Instruction – Copy all of the records below verbatim.

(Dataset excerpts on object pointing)
>> Begin
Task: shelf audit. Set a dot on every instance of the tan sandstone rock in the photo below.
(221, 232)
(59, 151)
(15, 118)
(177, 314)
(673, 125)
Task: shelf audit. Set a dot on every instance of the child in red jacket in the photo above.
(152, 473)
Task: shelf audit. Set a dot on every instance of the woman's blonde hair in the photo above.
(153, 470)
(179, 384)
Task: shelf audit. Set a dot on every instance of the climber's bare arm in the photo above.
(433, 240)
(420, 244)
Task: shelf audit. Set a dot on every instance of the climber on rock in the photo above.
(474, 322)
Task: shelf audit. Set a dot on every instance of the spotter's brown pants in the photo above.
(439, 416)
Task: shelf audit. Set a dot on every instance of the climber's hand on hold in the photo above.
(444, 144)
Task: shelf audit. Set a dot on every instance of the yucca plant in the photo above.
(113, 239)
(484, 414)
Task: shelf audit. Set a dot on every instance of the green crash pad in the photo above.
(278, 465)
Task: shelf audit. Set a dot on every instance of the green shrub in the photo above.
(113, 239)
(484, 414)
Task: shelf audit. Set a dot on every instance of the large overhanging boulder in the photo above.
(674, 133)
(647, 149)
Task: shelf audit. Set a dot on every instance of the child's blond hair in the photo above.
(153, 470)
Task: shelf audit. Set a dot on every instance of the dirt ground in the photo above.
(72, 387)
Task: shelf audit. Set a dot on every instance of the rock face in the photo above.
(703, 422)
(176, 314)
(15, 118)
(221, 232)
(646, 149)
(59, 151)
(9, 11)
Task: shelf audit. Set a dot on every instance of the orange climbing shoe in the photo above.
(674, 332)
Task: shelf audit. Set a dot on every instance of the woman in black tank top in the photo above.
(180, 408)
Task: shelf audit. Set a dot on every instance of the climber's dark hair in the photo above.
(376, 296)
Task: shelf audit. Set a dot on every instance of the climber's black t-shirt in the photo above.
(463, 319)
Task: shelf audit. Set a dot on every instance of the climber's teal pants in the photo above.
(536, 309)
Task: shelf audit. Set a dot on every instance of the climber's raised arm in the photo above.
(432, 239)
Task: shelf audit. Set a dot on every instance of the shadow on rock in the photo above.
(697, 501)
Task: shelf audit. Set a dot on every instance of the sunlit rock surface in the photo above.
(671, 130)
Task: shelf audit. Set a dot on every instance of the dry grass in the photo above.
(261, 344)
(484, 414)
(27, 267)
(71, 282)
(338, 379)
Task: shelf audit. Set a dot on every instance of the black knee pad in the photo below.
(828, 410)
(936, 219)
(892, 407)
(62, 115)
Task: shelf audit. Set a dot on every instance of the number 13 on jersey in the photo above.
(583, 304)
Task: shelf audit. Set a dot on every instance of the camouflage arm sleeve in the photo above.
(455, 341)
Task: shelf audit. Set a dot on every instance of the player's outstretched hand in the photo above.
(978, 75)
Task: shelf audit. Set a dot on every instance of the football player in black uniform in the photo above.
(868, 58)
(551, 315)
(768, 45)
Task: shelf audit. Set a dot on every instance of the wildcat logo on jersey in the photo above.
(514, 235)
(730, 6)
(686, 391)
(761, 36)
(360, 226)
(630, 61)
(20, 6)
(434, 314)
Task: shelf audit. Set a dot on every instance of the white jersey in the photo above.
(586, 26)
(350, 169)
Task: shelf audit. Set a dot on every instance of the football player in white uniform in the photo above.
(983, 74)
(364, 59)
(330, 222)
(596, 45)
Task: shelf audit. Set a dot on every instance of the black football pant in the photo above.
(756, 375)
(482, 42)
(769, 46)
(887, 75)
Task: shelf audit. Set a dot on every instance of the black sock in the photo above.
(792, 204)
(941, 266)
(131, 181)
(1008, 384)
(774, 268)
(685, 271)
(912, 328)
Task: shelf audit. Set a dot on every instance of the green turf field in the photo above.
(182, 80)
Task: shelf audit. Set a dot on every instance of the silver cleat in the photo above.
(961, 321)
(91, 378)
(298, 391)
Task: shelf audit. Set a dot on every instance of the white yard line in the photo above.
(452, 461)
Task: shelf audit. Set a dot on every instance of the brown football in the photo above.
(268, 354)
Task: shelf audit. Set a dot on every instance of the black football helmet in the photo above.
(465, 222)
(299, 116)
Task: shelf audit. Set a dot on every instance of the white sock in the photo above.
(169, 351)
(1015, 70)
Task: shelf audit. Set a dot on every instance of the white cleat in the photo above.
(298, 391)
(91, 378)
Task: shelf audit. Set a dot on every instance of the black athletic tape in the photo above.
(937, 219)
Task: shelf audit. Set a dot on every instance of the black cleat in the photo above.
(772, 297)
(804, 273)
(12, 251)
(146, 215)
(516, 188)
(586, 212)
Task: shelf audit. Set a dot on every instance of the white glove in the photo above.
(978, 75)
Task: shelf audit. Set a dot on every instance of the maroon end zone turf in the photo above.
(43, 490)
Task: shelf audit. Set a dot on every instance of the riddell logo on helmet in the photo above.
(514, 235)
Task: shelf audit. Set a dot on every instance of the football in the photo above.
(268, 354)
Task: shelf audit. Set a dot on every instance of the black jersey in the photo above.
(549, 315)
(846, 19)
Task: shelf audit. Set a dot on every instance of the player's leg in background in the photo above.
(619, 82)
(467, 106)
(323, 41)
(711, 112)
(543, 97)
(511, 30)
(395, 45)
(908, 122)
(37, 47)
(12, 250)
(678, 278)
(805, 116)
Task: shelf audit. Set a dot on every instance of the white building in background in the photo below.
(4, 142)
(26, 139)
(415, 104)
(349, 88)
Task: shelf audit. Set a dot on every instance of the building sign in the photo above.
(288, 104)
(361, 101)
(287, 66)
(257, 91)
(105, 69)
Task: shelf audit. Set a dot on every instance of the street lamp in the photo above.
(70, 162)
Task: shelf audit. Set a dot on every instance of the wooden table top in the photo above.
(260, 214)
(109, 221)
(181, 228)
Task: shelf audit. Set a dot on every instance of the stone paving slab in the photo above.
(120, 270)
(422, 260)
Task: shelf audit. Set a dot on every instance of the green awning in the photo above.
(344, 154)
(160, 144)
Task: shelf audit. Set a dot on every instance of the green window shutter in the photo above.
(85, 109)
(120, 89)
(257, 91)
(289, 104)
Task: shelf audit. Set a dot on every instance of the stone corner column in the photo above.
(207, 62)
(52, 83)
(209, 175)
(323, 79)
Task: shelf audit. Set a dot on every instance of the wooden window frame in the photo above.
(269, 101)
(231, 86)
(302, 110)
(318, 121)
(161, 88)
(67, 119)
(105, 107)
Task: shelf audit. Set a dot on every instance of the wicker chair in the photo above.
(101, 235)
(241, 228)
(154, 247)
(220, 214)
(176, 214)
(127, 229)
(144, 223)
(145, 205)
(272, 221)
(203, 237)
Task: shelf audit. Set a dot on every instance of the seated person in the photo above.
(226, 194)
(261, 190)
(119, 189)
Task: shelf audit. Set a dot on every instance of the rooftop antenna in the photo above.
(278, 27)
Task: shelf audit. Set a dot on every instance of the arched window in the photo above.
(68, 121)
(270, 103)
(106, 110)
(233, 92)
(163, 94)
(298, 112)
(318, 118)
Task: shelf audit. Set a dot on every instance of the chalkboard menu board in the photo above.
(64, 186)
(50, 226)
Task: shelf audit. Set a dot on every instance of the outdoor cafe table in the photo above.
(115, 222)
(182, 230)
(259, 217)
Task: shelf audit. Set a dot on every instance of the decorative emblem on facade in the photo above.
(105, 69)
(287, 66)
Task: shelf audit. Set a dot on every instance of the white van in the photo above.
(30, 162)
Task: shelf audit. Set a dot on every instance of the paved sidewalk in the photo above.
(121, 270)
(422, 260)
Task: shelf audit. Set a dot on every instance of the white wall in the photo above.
>> End
Complete response –
Task: shelf audit. Set a dot on every instance of the tan sandstone rock in the photo below.
(221, 232)
(59, 151)
(15, 118)
(177, 314)
(673, 125)
Task: shelf audit. Set a dot on every instance of the child in red jacket in the photo above.
(152, 473)
Task: shelf audit. Set a dot on every instance of the woman's blonde hair in the photo above.
(153, 470)
(179, 384)
Task: shelf audit. Set a dot on every instance of the climber's bare arm in the photo above.
(433, 240)
(420, 244)
Task: shelf audit. Set a dot on every instance of the climber on rock in the photo above.
(474, 322)
Task: shelf audit. Set a dot on every instance of the spotter's brown pants in the photo above.
(439, 416)
Task: shelf audit. Set a dot on every instance of the climber's hand on hold in the photo above.
(444, 144)
Task: shelf audit. Set a dot on every instance of the yucca plant in the photo above.
(113, 239)
(484, 414)
Task: shelf audit. Set a dot on every instance of the green crash pad in the photo above.
(278, 465)
Task: shelf audit. Set a dot on every instance of the green shrub in the photo above.
(113, 239)
(484, 414)
Task: shelf audit. Set a dot on every instance of the large overhanging boulder in the photo above.
(674, 133)
(647, 149)
Task: shelf audit. Set a dot on every instance of the child's blond hair in the photo above.
(153, 470)
Task: shelf audit. Set a dot on every instance of the dirt ground in the photo above.
(72, 387)
Task: shelf audit. Set a dot on every instance of the rock face in the photo above.
(703, 422)
(176, 314)
(15, 118)
(221, 232)
(646, 149)
(59, 151)
(9, 11)
Task: shelf audit. Set a dot on every instance of the orange climbing shoe in the photo above.
(674, 332)
Task: shelf audit. Set a dot on every instance of the woman in black tank top in the photo above.
(180, 408)
Task: shelf audit. Set a dot on every instance of the climber's dark hair in the photo above.
(376, 296)
Task: shelf audit. Set a dot on every instance of the climber's black t-shirt in the photo above.
(463, 319)
Task: shelf audit. Set a dot on every instance of the climber's teal pants in the photo above.
(536, 309)
Task: shelf audit. Set a dot on every instance of the climber's raised arm in the photo above.
(432, 239)
Task: shelf audit. Set a dot on every instance of the shadow on rock in the photo above.
(697, 501)
Task: shelf audit. Set a dot on every instance of the sunlit rock surface in the photo above.
(671, 130)
Task: shelf audit. Set a dot on every instance of the dry grass in the photo above.
(261, 344)
(484, 414)
(27, 267)
(71, 282)
(338, 379)
Task: shelf audit. Set a dot on every instance of the black knee pad in the photo below.
(828, 410)
(936, 219)
(892, 407)
(62, 115)
Task: shelf audit. Set a dot on every instance of the number 13 on jersey in the photo above.
(583, 304)
Task: shelf audit. Set a dot on every instance of the camouflage arm sleeve in the photo above.
(455, 341)
Task: shelf audit. Set a dot on every instance of the player's outstretched hand in the photo above.
(978, 75)
Task: shelf audit. Set a dot on every instance of the football player in black uniform in the photo above.
(868, 58)
(551, 315)
(768, 45)
Task: shelf audit. Set a dot on every instance of the wildcat logo on jersey in the photo above.
(514, 235)
(730, 6)
(686, 391)
(761, 36)
(360, 226)
(630, 61)
(20, 6)
(434, 314)
Task: shelf audit. Set a dot on every instance of the white jersey in the photo above.
(586, 26)
(350, 169)
Task: shelf audit. Set a dot on every instance of the football player in white uniform in the photo above.
(983, 74)
(364, 59)
(330, 222)
(596, 45)
Task: shelf audit. Set a dot on every instance of the black football pant in the photo above.
(756, 375)
(482, 42)
(769, 46)
(887, 75)
Task: shelf audit. Set a dot on every instance of the black sock in the photo above.
(792, 204)
(941, 266)
(131, 181)
(1008, 384)
(774, 268)
(685, 271)
(912, 328)
Task: shelf audit. Set a dot on every instance of the green turf field in the photo above.
(182, 80)
Task: shelf audit. Set a dot on every instance of the silver cleat in the photo above.
(961, 321)
(91, 378)
(298, 391)
Task: shelf audit. Set a dot on every instance of the white yard line in the photo above.
(452, 461)
Task: shelf audit. Set a dot on every instance of the brown football in the photo above.
(268, 354)
Task: shelf audit. Set a dot on every instance of the black football helmet in the photo above.
(465, 222)
(299, 116)
Task: shelf audit. Set a dot on every instance of the white sock in the photo above.
(169, 351)
(1015, 70)
Task: shelf audit. Set a dot on every instance of the white cleat in the photo above.
(298, 391)
(91, 378)
Task: shelf audit. Set a dot on every instance of the black athletic tape in the photo above.
(937, 219)
Task: shelf audit. Set a dot on every instance of the black cleat in the photo above.
(772, 297)
(804, 273)
(12, 251)
(146, 215)
(516, 188)
(586, 212)
Task: shelf audit. Set a dot on every instance of the white glove in the photo above.
(978, 75)
Task: shelf audit. Set a dot on every instance of the maroon end zone turf in the photo above.
(43, 490)
Task: shelf audit. Set a dot on every instance of the riddell logo on helmet in the photo above.
(514, 235)
Task: shelf audit. Set a dot on every instance of the football in the photo above.
(268, 354)
Task: shelf audit. Set a dot on every instance of the black jersey in the photo above.
(549, 315)
(846, 19)
Task: shelf audit. Set a dot on every instance of the player's leg in background in the photo above.
(619, 82)
(467, 106)
(323, 41)
(711, 112)
(543, 97)
(511, 30)
(395, 45)
(908, 122)
(37, 47)
(12, 250)
(678, 278)
(805, 116)
Task: shelf audit. Set a dot on every instance of the white building in background in the photo below.
(4, 142)
(26, 139)
(415, 104)
(349, 88)
Task: shelf audit. Set a dot on every instance of the building sign in the photo above.
(288, 104)
(361, 101)
(287, 66)
(257, 91)
(105, 69)
Task: shelf audit. Set a dot on every instance of the street lamp in the photo above.
(70, 162)
Task: shelf audit. Set a dot on every instance of the wooden table top in the photo above.
(260, 214)
(109, 221)
(181, 228)
Task: shelf audit. Set a dot on every instance of the stone paving slab in the photo above.
(120, 270)
(422, 260)
Task: shelf audit. Set a dot on every instance of the green awning in the photo above.
(344, 154)
(160, 144)
Task: shelf audit. Set a dot on every instance of the green window shutter in the photo above.
(85, 109)
(120, 89)
(257, 91)
(289, 104)
Task: shelf audit. Set a dot on every instance of the stone corner column in the photo above.
(207, 62)
(52, 83)
(209, 175)
(323, 79)
Task: shelf audit. Set a dot on every instance of the wooden window frame in the photo above.
(269, 101)
(231, 86)
(302, 110)
(318, 121)
(161, 88)
(67, 119)
(105, 107)
Task: shelf audit. Set a dot on every instance of the wicker chair in the photo above.
(101, 235)
(241, 228)
(154, 247)
(220, 214)
(176, 214)
(127, 229)
(144, 223)
(145, 205)
(272, 221)
(203, 237)
Task: shelf audit. Set a dot on every instance of the seated person in the photo above.
(226, 194)
(261, 190)
(119, 189)
Task: shelf audit. Set a dot on every instance of the rooftop antenna in the photo above.
(278, 27)
Task: shelf audit. Set a dot on every instance of the arched window in the photo above.
(68, 121)
(270, 103)
(106, 110)
(233, 92)
(163, 94)
(298, 112)
(318, 118)
Task: shelf audit. Set a dot on every instance of the chalkboard menu board in the photo above.
(64, 186)
(50, 226)
Task: shelf audit. Set a dot on every instance of the outdoor cafe table in the photo above.
(115, 222)
(182, 230)
(259, 217)
Task: shelf audit. Set a dot on every instance of the decorative emblem on facade in the photo above.
(105, 69)
(287, 66)
Task: shelf audit. Set a dot on every instance of the white van in the photo above.
(30, 162)
Task: shelf audit. Set a dot on every instance of the paved sidewalk in the photo above.
(121, 270)
(422, 260)
Task: shelf audit. Set a dot on every instance of the white wall in the photo above.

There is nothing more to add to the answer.